[[ Page extract, beginning ]]
Shareholders of the GCC banks have received significantly less cash dividends for the financial year 2020 as the banks in the region were either virtually barred from paying dividends due to the regulatory relaxations for COVID-19 or made a much smaller dividend payments.
The GCC banks, according to a recently released report, slashed total cash dividends by 45.4 per cent to US$8bn for the financial year 2020 from US$14.6bn dividend payouts recorded in the previous year.
‘The impact of COVID-19 was apparent on the GCC banking sector that recorded record high provisions during the fourth quarter of 2020. As an ongoing effect of the pandemic, banks slashed cash dividend payments by almost half for the year 2020. This was also the second consecutive year of dividend cuts, one of the first since the financial crisis, after 2019 dividends were cut by US$3.9bn,’ Kuwait-based Kamco Investment said in its GCC banking sector report.
The cuts in dividend payouts, it added, also came as a result of restrictions from regulators in exchange for relaxations on the capital front.
The decline in cash dividend payments was seen across the board in the GCC with banks in all the countries slashing dividends.
Bahraini banks made the biggest percentage cuts to dividends at 72.4 per cent. Saudi Arabian banks were next slashing cash dividends by 64.1 per cent to US$1.3bn as payments for 2020, while UAE-listed banks slashed dividends by 36.4 per cent to US$3.3bn, the highest absolute payments in the GCC during the year.
[[ Page extract, end ]]
[[ Dataset excerpts, beginning ]]
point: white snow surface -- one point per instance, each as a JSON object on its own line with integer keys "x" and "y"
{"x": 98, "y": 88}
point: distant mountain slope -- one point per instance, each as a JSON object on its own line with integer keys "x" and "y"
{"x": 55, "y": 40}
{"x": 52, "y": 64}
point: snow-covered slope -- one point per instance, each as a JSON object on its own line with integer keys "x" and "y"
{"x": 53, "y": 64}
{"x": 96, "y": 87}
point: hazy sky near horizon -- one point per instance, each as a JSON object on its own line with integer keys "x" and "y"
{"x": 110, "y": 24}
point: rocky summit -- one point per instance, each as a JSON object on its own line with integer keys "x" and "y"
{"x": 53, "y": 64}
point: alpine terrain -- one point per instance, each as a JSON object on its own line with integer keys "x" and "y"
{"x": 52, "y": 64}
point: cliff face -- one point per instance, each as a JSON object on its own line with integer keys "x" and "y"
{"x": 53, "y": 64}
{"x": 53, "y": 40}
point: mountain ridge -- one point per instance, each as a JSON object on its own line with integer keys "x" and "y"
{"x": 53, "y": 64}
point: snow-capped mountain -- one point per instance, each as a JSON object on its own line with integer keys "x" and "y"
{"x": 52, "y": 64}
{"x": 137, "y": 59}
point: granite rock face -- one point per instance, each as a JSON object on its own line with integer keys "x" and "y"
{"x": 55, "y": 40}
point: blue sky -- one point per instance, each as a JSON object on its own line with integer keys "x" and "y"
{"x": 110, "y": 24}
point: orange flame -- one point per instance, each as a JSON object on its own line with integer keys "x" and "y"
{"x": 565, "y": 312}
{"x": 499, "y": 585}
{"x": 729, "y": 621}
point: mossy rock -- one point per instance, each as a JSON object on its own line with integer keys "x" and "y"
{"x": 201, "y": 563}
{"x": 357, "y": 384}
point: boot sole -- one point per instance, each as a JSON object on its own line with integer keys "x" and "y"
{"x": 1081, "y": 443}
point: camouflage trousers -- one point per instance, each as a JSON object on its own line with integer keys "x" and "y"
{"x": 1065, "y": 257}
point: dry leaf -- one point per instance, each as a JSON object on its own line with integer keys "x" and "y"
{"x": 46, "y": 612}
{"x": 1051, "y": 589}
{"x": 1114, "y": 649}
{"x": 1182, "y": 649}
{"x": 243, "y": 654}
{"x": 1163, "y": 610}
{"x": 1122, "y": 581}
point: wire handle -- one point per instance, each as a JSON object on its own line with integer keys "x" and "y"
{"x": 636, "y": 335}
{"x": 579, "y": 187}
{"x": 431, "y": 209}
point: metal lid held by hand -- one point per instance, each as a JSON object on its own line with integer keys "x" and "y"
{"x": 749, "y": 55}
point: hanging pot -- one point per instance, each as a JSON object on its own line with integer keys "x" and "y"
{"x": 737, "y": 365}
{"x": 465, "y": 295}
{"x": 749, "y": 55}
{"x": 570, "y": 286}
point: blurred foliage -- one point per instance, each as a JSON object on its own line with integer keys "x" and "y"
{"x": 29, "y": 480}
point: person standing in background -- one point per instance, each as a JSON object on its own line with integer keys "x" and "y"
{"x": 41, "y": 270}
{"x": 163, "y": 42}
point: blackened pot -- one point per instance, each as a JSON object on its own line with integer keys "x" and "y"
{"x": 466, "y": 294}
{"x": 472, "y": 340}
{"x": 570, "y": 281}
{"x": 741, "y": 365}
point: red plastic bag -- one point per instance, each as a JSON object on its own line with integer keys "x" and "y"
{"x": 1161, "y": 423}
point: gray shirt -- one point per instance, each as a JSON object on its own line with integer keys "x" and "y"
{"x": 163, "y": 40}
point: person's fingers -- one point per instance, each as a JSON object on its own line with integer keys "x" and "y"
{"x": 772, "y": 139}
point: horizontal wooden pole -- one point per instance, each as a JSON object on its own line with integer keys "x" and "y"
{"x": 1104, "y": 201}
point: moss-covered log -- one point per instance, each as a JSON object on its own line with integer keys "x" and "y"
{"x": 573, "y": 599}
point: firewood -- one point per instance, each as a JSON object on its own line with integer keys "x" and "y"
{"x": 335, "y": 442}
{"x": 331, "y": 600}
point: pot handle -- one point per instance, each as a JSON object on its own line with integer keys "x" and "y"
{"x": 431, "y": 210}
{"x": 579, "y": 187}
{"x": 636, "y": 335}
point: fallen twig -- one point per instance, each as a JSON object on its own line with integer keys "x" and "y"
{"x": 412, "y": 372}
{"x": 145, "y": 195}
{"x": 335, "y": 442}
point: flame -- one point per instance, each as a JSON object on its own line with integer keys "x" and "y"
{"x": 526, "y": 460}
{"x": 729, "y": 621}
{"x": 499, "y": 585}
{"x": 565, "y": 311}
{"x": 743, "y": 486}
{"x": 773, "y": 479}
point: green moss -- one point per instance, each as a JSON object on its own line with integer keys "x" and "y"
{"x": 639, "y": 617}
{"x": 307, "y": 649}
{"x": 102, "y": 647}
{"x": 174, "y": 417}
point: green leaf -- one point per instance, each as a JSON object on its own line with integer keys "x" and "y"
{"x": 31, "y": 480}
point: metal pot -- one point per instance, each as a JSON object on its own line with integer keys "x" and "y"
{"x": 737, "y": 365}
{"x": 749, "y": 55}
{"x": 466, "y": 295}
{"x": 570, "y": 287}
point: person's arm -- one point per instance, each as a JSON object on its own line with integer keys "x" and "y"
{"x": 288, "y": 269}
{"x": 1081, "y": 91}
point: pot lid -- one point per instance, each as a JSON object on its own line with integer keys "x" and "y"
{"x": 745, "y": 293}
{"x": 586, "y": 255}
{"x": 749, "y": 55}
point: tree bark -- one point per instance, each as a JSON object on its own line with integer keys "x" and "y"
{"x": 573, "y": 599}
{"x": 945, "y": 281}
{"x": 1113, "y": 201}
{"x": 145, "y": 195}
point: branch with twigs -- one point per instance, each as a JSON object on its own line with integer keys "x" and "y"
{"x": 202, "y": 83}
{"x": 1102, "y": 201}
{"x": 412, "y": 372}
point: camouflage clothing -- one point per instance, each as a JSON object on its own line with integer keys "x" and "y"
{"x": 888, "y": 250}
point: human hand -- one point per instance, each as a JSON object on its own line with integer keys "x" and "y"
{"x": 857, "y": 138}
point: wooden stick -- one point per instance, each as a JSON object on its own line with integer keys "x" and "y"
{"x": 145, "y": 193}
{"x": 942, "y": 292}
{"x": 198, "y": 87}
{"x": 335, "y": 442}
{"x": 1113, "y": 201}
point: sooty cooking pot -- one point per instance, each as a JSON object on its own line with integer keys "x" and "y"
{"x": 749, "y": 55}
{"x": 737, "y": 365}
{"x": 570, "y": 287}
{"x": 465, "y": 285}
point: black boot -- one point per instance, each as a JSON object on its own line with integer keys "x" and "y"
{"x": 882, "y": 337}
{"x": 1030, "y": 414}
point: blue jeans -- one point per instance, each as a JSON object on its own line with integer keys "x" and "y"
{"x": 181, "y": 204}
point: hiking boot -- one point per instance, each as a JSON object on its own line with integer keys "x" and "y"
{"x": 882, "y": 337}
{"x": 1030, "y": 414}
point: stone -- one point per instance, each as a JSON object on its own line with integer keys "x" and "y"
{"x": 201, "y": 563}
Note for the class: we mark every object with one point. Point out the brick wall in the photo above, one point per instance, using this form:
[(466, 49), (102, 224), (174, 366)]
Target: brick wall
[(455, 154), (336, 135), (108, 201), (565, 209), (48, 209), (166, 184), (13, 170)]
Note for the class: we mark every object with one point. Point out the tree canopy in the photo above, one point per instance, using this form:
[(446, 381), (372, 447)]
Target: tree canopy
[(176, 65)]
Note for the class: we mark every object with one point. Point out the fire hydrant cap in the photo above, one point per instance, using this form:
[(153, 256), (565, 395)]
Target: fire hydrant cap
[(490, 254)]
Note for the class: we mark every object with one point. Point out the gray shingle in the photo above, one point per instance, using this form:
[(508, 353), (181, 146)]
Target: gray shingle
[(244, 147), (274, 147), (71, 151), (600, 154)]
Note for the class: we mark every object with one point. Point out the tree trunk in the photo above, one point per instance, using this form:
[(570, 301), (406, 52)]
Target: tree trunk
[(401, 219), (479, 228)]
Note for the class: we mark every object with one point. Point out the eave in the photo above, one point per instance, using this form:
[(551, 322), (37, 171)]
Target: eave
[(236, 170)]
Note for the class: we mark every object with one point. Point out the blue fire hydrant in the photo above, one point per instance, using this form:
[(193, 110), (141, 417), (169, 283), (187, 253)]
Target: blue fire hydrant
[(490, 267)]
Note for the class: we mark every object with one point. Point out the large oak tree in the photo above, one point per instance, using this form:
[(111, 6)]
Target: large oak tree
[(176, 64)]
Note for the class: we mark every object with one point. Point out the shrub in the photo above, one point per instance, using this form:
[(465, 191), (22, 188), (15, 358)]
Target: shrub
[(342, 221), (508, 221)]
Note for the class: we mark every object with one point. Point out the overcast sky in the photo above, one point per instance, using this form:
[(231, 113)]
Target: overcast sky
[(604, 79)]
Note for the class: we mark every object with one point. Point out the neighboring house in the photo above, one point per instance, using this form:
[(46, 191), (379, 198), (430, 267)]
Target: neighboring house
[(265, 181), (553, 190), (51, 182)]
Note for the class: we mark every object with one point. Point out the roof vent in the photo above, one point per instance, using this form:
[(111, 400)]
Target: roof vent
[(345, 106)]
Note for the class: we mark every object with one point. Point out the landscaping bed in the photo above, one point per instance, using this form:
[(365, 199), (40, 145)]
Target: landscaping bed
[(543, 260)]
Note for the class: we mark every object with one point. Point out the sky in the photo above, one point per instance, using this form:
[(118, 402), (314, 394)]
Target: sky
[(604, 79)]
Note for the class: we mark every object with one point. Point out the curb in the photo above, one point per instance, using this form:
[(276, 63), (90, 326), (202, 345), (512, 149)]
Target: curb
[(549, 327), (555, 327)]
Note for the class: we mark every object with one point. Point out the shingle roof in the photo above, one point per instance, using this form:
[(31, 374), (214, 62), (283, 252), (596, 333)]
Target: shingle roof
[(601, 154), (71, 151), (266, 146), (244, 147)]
[[ Dataset excerpts, end ]]
Quote everything in the GCC bank dividends article from "Bahraini banks made" down to "during the year.". The material comes from a separate source.

Bahraini banks made the biggest percentage cuts to dividends at 72.4 per cent. Saudi Arabian banks were next slashing cash dividends by 64.1 per cent to US$1.3bn as payments for 2020, while UAE-listed banks slashed dividends by 36.4 per cent to US$3.3bn, the highest absolute payments in the GCC during the year.